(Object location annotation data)
•••••
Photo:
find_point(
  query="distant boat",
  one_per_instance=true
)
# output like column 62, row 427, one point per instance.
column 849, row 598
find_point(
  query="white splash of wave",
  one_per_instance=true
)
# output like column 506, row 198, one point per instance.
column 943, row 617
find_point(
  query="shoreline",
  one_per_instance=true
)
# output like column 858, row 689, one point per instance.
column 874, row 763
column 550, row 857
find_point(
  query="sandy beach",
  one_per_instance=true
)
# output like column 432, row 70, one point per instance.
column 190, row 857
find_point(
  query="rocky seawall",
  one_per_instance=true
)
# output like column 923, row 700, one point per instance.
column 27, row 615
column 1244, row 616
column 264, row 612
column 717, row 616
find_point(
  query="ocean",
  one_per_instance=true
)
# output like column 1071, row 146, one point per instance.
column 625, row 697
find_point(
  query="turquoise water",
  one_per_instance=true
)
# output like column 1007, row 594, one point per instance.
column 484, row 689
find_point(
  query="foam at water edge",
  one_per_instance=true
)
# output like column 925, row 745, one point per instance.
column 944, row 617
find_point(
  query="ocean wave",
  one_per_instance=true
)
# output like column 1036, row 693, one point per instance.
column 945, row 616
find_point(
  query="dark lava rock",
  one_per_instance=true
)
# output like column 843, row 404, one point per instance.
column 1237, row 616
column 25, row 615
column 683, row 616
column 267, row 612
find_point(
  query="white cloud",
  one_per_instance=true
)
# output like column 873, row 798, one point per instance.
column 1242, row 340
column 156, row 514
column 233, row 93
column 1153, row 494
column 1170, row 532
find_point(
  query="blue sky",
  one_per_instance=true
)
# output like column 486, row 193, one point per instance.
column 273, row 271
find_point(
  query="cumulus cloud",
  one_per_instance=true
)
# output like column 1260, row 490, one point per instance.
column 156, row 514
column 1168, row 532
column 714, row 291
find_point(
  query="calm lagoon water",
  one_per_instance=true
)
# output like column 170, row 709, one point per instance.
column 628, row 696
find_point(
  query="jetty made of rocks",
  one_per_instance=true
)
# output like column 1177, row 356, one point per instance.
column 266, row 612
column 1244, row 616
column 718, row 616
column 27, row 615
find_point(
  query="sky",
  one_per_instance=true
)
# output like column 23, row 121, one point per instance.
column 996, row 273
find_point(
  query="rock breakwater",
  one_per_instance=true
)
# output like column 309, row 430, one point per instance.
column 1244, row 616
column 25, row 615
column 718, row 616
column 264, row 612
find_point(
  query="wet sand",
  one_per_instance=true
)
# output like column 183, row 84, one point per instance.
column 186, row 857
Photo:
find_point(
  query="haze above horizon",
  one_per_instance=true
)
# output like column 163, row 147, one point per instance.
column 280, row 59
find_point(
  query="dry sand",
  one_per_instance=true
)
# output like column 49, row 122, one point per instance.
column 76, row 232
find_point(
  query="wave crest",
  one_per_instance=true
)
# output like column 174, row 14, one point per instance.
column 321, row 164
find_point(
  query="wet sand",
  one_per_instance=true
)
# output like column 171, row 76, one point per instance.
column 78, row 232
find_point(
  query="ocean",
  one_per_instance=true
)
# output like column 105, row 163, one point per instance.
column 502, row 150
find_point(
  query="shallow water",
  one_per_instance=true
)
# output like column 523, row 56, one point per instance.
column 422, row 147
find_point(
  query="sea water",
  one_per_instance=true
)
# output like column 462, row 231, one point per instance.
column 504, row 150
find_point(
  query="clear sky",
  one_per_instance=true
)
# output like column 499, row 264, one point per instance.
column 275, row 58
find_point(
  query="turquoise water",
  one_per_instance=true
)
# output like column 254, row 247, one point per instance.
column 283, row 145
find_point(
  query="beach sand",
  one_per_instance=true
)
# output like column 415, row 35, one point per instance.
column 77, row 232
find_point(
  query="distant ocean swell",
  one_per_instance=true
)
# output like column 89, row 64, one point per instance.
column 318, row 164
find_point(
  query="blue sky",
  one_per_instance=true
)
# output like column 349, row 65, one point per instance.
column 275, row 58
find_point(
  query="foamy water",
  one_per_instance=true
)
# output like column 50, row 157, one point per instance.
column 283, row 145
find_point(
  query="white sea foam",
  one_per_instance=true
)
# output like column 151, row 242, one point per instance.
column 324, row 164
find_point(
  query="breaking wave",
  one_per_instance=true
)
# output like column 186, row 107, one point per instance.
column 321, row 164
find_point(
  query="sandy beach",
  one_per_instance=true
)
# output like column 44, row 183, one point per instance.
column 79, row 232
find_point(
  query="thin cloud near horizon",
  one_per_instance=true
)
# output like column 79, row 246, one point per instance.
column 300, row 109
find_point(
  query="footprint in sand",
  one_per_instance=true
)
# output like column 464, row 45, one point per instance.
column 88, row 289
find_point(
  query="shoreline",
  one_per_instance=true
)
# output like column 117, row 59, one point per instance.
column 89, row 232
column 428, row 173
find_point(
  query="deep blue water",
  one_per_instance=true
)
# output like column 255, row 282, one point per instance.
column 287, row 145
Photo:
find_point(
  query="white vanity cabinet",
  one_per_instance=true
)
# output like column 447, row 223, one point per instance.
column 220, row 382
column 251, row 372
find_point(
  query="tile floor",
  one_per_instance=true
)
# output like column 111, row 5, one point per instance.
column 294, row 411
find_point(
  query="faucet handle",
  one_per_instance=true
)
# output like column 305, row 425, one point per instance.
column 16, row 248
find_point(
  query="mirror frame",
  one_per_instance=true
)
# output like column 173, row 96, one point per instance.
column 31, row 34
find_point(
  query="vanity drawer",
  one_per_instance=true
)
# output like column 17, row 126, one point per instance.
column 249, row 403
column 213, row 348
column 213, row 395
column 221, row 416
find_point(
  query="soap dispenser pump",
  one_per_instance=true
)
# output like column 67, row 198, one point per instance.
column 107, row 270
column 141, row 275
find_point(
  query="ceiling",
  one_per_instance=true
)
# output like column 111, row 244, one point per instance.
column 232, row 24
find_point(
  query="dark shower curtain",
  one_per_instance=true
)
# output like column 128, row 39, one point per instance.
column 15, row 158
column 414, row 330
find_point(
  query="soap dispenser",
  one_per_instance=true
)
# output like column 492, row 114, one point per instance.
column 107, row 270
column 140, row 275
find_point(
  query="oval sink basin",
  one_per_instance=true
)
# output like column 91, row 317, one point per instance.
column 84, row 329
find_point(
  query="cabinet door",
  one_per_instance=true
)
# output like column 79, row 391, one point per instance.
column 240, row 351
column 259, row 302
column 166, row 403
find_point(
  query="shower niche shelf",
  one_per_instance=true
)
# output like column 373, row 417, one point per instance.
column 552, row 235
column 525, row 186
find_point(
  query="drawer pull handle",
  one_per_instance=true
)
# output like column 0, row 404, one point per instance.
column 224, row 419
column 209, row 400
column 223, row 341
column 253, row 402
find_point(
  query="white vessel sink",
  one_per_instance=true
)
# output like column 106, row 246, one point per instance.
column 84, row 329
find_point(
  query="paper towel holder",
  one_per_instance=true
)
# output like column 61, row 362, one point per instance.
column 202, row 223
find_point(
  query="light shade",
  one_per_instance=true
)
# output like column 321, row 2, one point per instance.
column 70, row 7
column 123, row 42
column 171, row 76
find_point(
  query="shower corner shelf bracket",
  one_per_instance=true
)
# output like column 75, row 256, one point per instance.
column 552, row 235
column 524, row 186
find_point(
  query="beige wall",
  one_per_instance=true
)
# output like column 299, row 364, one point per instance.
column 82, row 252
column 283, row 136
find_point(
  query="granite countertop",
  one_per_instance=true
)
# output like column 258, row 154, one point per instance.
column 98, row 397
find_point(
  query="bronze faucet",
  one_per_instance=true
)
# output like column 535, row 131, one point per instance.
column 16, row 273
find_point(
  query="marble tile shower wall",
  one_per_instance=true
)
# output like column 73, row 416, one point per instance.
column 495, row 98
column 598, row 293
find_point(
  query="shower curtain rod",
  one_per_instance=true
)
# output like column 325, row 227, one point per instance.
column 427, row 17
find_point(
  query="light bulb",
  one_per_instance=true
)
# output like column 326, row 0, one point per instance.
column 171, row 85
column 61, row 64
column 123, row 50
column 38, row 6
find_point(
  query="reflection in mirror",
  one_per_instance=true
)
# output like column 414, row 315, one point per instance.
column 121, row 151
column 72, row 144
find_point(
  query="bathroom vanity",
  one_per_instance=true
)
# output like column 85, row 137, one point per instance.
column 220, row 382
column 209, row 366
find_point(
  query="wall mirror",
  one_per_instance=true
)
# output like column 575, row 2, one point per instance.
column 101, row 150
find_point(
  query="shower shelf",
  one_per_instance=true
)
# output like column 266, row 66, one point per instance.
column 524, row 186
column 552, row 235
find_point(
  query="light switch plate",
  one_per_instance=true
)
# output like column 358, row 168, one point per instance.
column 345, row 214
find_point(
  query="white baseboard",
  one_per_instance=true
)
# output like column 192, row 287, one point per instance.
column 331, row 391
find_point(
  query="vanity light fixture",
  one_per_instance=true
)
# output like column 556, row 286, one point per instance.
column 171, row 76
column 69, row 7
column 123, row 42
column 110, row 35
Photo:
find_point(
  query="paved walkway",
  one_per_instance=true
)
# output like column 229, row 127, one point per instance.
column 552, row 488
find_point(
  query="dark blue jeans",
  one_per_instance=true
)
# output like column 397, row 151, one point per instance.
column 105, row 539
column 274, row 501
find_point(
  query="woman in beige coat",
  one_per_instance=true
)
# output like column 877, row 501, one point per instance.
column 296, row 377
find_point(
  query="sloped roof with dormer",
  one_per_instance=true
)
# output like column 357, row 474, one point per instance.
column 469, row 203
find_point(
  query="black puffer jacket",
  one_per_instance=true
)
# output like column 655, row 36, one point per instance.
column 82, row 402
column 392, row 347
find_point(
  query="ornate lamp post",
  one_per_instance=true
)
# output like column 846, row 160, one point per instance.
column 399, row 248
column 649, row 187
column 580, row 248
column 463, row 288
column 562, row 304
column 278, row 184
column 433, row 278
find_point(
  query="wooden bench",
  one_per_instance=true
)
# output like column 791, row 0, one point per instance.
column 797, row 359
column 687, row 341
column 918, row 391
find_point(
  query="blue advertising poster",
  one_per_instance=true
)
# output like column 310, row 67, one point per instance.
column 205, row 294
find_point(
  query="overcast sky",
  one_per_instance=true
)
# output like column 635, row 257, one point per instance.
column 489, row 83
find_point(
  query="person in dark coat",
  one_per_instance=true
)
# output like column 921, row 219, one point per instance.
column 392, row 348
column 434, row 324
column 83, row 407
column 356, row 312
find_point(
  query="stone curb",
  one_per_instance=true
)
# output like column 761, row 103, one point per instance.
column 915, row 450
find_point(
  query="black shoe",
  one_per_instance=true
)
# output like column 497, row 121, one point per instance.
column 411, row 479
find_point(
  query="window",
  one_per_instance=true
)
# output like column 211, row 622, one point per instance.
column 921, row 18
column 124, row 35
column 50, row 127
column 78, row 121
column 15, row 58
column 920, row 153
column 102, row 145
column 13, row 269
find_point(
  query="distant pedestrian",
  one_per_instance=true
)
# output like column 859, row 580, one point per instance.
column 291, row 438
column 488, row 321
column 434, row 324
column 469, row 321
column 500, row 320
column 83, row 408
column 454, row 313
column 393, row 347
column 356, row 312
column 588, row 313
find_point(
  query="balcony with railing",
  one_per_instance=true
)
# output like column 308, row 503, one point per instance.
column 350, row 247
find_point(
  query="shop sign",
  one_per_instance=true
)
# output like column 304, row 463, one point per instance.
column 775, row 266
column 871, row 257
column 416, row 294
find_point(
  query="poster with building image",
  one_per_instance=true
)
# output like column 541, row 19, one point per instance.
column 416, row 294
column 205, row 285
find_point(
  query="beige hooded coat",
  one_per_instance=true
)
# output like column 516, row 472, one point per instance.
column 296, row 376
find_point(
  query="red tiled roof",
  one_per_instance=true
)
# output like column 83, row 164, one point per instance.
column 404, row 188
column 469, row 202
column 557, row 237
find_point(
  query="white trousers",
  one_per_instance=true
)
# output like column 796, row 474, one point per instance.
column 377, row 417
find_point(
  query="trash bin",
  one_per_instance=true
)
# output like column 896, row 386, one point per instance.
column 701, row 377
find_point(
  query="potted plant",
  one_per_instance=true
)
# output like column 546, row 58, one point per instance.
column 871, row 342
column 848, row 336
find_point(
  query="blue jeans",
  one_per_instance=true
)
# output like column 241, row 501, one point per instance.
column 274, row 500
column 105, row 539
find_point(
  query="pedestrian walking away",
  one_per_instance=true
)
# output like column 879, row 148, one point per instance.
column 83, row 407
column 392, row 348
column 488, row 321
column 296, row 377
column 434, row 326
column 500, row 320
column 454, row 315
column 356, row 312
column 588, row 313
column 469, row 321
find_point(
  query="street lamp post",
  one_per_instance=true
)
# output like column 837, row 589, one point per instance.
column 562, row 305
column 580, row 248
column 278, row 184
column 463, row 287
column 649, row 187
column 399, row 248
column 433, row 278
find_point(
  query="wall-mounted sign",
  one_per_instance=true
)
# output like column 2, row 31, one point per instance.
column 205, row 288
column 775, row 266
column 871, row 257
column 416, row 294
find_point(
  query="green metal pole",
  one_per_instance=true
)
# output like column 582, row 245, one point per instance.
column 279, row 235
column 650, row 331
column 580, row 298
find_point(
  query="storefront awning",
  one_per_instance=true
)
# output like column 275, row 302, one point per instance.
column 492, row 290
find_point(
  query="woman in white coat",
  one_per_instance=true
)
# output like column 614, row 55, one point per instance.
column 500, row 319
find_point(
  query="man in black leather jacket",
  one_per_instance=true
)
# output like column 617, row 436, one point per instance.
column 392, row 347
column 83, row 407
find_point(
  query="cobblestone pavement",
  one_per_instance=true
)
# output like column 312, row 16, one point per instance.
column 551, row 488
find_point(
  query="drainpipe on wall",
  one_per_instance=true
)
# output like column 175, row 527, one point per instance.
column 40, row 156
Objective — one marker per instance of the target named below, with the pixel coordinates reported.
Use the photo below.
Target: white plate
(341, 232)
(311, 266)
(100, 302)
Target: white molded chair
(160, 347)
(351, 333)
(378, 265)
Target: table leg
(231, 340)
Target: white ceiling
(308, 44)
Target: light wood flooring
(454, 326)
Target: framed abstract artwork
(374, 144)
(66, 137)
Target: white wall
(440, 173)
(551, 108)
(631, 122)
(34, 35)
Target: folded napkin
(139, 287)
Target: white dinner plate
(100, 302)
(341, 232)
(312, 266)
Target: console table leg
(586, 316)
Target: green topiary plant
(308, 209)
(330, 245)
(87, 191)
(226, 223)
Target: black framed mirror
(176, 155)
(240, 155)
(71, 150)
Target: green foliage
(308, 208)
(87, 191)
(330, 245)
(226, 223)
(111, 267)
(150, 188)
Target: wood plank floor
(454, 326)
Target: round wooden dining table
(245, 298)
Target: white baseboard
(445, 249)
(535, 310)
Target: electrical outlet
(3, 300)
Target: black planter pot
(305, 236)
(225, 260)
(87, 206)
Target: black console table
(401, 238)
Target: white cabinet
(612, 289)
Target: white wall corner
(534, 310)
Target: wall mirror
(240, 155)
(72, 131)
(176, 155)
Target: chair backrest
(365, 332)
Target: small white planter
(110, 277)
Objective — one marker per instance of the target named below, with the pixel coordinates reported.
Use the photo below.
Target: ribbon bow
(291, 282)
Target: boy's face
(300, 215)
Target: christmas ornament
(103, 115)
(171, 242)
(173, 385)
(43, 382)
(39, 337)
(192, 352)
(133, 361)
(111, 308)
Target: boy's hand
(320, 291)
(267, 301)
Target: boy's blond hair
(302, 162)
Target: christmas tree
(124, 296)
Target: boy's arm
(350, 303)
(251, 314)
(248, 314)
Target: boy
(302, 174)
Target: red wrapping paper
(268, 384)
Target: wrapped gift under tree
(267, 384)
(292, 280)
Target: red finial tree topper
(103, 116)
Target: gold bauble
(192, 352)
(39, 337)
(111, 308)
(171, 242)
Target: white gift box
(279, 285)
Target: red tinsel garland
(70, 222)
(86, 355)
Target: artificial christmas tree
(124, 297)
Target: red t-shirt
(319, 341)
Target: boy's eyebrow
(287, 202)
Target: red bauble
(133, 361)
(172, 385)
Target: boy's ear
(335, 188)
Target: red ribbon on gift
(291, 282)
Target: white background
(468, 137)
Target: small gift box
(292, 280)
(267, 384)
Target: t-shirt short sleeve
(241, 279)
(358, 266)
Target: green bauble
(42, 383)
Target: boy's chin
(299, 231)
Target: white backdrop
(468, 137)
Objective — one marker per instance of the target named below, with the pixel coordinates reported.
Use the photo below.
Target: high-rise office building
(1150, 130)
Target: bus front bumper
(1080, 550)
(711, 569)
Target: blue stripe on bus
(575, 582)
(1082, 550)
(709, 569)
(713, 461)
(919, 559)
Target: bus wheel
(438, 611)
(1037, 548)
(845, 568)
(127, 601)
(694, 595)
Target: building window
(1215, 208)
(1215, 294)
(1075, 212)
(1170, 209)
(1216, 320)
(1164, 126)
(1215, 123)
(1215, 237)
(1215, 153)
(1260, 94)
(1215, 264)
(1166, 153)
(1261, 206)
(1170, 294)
•••••
• **Set exercise**: Reproduce, unchanged, the stretch of entries from the start through the line containing "column 190, row 857", both ends included.

• **Exercise result**:
Photo:
find_point(
  query="distant boat",
  one_per_instance=true
)
# output like column 62, row 427, one point per instance.
column 849, row 598
find_point(
  query="white splash of wave",
  one_per_instance=true
)
# output like column 506, row 198, one point per instance.
column 943, row 617
find_point(
  query="shoreline",
  one_per_instance=true
)
# output like column 858, row 689, one point per instance.
column 874, row 763
column 550, row 857
find_point(
  query="sandy beach",
  one_per_instance=true
)
# output like column 432, row 70, one point per instance.
column 190, row 857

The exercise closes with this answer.